STORED ROWS:
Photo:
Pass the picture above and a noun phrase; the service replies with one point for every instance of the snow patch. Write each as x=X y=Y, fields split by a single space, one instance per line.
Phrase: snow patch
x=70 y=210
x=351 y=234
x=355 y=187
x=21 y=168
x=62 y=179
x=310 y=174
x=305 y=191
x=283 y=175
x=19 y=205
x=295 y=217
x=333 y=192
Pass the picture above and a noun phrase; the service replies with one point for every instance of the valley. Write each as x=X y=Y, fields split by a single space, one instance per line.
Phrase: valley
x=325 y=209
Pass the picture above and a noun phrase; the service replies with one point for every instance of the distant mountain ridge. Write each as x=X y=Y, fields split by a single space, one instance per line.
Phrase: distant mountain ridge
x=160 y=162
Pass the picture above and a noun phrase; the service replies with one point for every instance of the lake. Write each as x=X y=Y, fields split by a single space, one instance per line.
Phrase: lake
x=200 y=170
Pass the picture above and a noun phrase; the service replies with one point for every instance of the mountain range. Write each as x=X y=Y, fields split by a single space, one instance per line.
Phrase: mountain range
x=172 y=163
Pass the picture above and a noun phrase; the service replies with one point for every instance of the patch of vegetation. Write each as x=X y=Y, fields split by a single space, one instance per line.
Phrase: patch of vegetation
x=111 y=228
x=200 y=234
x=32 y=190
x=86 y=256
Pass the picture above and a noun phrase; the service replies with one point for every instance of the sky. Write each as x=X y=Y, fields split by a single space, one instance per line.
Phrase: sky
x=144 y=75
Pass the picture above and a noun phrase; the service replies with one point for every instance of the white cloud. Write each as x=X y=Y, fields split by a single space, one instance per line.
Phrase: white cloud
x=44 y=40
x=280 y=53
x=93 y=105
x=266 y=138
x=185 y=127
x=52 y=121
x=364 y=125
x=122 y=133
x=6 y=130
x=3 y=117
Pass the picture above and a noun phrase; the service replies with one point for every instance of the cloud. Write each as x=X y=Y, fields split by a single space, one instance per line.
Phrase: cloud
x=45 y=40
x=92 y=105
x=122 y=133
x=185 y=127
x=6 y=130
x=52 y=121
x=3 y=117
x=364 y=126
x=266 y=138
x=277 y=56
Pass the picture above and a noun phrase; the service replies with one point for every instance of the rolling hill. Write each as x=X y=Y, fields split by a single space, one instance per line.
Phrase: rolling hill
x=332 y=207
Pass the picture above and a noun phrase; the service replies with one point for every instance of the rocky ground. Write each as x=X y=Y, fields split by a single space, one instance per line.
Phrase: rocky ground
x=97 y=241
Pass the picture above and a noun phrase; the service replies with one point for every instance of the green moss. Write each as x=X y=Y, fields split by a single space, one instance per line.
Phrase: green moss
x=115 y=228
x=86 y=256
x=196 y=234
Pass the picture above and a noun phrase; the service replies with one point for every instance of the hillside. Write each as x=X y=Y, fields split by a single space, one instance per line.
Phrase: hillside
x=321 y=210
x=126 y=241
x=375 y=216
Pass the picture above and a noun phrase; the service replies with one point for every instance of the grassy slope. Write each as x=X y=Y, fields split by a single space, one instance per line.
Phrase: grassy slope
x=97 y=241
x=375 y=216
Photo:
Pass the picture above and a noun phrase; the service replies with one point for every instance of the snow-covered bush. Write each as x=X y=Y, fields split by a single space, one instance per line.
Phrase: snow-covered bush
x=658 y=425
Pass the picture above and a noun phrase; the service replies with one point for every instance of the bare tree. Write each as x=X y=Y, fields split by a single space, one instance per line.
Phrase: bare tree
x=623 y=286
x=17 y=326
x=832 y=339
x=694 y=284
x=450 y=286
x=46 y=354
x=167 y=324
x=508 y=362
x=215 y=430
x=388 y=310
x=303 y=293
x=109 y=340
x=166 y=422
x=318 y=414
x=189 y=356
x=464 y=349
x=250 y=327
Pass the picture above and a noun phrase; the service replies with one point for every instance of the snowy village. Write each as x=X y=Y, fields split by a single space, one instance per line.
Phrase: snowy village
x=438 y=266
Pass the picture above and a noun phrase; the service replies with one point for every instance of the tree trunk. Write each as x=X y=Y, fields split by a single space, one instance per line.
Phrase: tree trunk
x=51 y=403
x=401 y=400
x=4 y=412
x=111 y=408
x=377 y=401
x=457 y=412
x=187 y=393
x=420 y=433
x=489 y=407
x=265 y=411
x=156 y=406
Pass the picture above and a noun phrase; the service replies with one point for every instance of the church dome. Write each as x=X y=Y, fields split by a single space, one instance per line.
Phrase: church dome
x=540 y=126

TASK TO CARRY OUT: Each entry above needs to be retyped exactly.

THE OUTPUT:
Photo:
Pass the picture above and a noun phrase; the service replies with one point for every instance of the snow patch. Write each as x=X y=Y, fields split by a single space, one instance per line.
Phrase: snow patch
x=70 y=210
x=351 y=234
x=355 y=187
x=21 y=168
x=62 y=179
x=310 y=174
x=305 y=191
x=283 y=175
x=19 y=205
x=295 y=217
x=333 y=192
Pass the picture above and a noun phrase; the service replies with one point for every instance of the valley. Write each as x=X y=Y, fields split by a single space, one instance per line.
Phrase: valley
x=325 y=209
Pass the picture above and a noun phrase; the service replies with one point for every instance of the distant mountain ridge. Write each as x=X y=Y, fields split by a single space, one instance per line.
Phrase: distant mountain ridge
x=160 y=162
Pass the picture above and a noun phrase; the service replies with one point for every instance of the lake. Write each as x=X y=Y, fields split by a single space, one instance per line.
Phrase: lake
x=200 y=170
Pass the picture above and a noun phrase; the service replies with one point for every instance of the mountain range. Write each as x=X y=Y, fields split by a single space, one instance per line.
Phrase: mountain range
x=172 y=163
Pass the picture above and a noun phrase; the service replies with one point for every instance of the patch of vegetation. Write each as x=X y=Y, fields split by a single space, one instance per line.
Phrase: patch of vegetation
x=111 y=228
x=200 y=234
x=32 y=190
x=86 y=256
Pass the picture above and a noun phrase; the service replies with one point for every instance of the sky. Write each as x=X y=Y, fields split by a single space, one instance per line.
Phrase: sky
x=144 y=75
Pass the picture above and a noun phrase; the service replies with one point for every instance of the white cloud. Write each as x=X y=Y, fields split by a single space, one instance per line.
Phrase: white cloud
x=44 y=40
x=280 y=53
x=93 y=105
x=266 y=138
x=185 y=127
x=52 y=121
x=364 y=125
x=122 y=133
x=6 y=130
x=3 y=117
Pass the picture above and a noun phrase; the service replies with one point for every instance of the cloud. Write each as x=X y=Y, fields split by a single space, one instance per line.
Phrase: cloud
x=45 y=40
x=92 y=105
x=122 y=133
x=185 y=127
x=6 y=130
x=52 y=121
x=3 y=117
x=364 y=126
x=266 y=138
x=277 y=56
Pass the picture above and a noun phrase; the service replies with one point for every instance of the rolling hill. Write each as x=X y=Y, fields split by a single space, one instance per line.
Phrase: rolling hill
x=332 y=207
Pass the picture above and a noun phrase; the service replies with one point for every instance of the rocky ground. Write each as x=X y=Y, fields split by a single space, one instance per line.
Phrase: rocky ground
x=97 y=241
Pass the picture above and a noun phrase; the service replies with one point for every instance of the green moss. Write each as x=X y=Y, fields split by a single space, one instance per line.
Phrase: green moss
x=115 y=228
x=86 y=256
x=196 y=234
Pass the picture above and a noun phrase; the service replies with one point for every instance of the hillside. Write each as x=X y=Y, fields split by a single space, one instance per line.
Phrase: hillside
x=321 y=210
x=126 y=241
x=375 y=216
Pass the picture above and a noun phrase; the service replies with one point for every instance of the grassy slope. Write each as x=X y=Y, fields split by a single space, one instance per line.
Phrase: grassy slope
x=97 y=241
x=375 y=216
Photo:
Pass the picture above and a noun phrase; the service replies with one point for every instance of the snow-covered bush. Write each as x=X y=Y, fields split by a single space, one instance per line.
Phrase: snow-covered bush
x=658 y=425
Pass the picture above and a noun phrase; the service replies with one point for every instance of the bare tree. Write each as x=X y=Y, fields split by a single space, one instance per line.
Phrase: bare tree
x=623 y=286
x=17 y=326
x=832 y=339
x=694 y=284
x=450 y=286
x=46 y=354
x=167 y=324
x=508 y=362
x=215 y=430
x=388 y=310
x=303 y=293
x=109 y=340
x=166 y=422
x=318 y=414
x=189 y=356
x=464 y=349
x=250 y=327
Pass the picture above and a noun phrase; the service replies with one point for every instance of the snowy village. Write each as x=X y=Y, fields split by a single space, one instance per line.
Phrase: snowy village
x=438 y=266
Pass the picture above and a noun phrase; the service replies with one point for every instance of the tree trunk. Write each as x=X y=Y, fields split by a single space, one instance per line.
Phrase: tree trunk
x=51 y=403
x=401 y=400
x=4 y=412
x=111 y=408
x=377 y=401
x=457 y=412
x=187 y=393
x=420 y=433
x=489 y=407
x=265 y=411
x=156 y=406
Pass the picture above and a noun phrase; the service replies with one point for every instance of the church dome. Write each as x=X y=Y, fields split by a single space, one instance per line.
Phrase: church dome
x=540 y=126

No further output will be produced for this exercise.